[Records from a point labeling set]
--------------------
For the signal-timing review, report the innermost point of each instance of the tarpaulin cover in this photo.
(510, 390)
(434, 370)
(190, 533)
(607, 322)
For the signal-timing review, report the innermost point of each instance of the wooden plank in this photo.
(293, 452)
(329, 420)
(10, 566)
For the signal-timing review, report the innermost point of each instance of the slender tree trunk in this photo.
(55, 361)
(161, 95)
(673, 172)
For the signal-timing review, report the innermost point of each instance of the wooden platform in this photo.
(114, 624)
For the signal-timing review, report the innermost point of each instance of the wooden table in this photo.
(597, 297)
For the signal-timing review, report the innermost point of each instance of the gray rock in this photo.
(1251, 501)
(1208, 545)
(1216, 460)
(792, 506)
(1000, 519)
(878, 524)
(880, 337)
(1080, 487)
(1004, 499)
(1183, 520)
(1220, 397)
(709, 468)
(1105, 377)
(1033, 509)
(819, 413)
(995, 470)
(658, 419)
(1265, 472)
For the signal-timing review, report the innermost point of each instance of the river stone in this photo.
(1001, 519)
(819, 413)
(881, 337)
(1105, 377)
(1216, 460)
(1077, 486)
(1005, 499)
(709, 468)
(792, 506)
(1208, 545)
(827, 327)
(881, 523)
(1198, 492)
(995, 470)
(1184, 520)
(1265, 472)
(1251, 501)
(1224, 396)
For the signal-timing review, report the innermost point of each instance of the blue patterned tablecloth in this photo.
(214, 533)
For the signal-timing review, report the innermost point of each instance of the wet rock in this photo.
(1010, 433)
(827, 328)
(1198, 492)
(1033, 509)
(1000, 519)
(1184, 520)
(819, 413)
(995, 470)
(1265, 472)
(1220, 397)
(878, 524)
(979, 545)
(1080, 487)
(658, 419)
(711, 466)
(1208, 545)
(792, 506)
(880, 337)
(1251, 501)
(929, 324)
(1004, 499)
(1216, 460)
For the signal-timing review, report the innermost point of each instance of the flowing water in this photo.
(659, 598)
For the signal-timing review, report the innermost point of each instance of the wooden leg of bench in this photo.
--------------------
Retype the whole listing above exactly.

For the signal-timing review, report the innermost point of each instance of the tarpaulin cover in this photo.
(510, 390)
(434, 370)
(190, 533)
(607, 322)
For the signal-timing review, report the innermost point of each instance of the wooden plank in this photo.
(293, 452)
(329, 420)
(10, 566)
For the signal-timing review, report the innermost point of each instance of the slender tree trunk in this photo.
(55, 361)
(161, 95)
(673, 172)
For the signal-timing review, report the innermost point of each instance of the wooden platform in this photo.
(114, 624)
For the signal-timing review, report the innermost point of each instance of the wooden table in this photo.
(597, 297)
For the signal-timing review, report the innermost point of each instance of the gray rock in this photo.
(1251, 501)
(1208, 545)
(1216, 460)
(792, 506)
(1000, 519)
(878, 524)
(880, 337)
(1080, 487)
(1004, 499)
(1183, 520)
(1220, 397)
(709, 468)
(1105, 377)
(1033, 509)
(819, 413)
(995, 470)
(658, 419)
(1265, 472)
For the signal-timing review, report the innermost point of each instance of the river stone in this photo.
(1001, 519)
(819, 413)
(881, 337)
(1105, 377)
(1216, 460)
(1077, 486)
(1005, 499)
(709, 468)
(792, 506)
(1208, 545)
(827, 327)
(881, 523)
(1198, 492)
(995, 470)
(1184, 520)
(1265, 472)
(1251, 501)
(1224, 396)
For the signal-timing review, report the innermost point of each instance of the blue patterned tablecloth in this photo.
(214, 533)
For the signal-timing review, report the innermost point of each instance of the wet rock in this photo.
(1010, 433)
(827, 328)
(1198, 492)
(1033, 509)
(1000, 519)
(1184, 520)
(819, 413)
(995, 470)
(1265, 472)
(1220, 397)
(878, 524)
(979, 545)
(1080, 487)
(658, 419)
(711, 466)
(1208, 545)
(792, 506)
(880, 337)
(1251, 501)
(929, 324)
(1004, 499)
(1216, 460)
For the signal-timing review, report the innermost point of each instance of the flowing water in this photo.
(659, 598)
For the signal-timing review, report the innermost point of each instance of the wooden leg of bench in this photo.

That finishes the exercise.